WHAT THE TASK REQUIRES -> Put every line of the records below into a Markdown table with the columns Row and Line, numbering the rows in order and leaving out any blank lines.

Extracted data entries ->
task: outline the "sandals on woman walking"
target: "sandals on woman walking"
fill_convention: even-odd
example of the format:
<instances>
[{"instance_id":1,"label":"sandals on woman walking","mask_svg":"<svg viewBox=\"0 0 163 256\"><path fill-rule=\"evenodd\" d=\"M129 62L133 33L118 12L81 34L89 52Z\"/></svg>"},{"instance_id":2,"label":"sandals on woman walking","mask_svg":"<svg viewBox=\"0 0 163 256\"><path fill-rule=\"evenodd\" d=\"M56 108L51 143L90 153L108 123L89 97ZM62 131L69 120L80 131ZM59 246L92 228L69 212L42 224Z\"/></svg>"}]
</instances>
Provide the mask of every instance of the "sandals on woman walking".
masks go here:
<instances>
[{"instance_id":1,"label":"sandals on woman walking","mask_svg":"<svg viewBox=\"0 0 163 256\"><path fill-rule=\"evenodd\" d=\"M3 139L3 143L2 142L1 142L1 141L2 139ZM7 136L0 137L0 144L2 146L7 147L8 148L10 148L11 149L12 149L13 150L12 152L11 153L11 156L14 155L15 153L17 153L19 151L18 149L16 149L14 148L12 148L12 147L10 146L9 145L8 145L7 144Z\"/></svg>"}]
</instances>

ANSWER TO THIS PROBLEM ->
| Row | Line |
|---|---|
| 1 | task: outline the "sandals on woman walking" |
| 2 | target: "sandals on woman walking" |
| 3 | fill_convention: even-odd |
| 4 | example of the format: |
| 5 | <instances> |
| 6 | [{"instance_id":1,"label":"sandals on woman walking","mask_svg":"<svg viewBox=\"0 0 163 256\"><path fill-rule=\"evenodd\" d=\"M129 62L133 33L118 12L81 34L89 52Z\"/></svg>"},{"instance_id":2,"label":"sandals on woman walking","mask_svg":"<svg viewBox=\"0 0 163 256\"><path fill-rule=\"evenodd\" d=\"M56 108L51 143L90 153L108 123L89 97ZM62 131L69 120L80 131ZM59 246L92 228L69 212L42 224Z\"/></svg>"}] |
| 7 | </instances> |
| 8 | Provide the mask of every instance of the "sandals on woman walking". |
| 9 | masks go here: |
| 10 | <instances> |
| 11 | [{"instance_id":1,"label":"sandals on woman walking","mask_svg":"<svg viewBox=\"0 0 163 256\"><path fill-rule=\"evenodd\" d=\"M3 139L3 143L2 142L1 142L1 141L2 139ZM7 136L0 137L0 144L2 146L7 147L8 148L10 148L11 149L12 149L13 150L12 152L11 153L11 156L14 155L15 153L17 153L19 151L18 149L16 149L14 148L12 148L12 147L10 146L9 145L8 145L7 144Z\"/></svg>"}] |
| 12 | </instances> |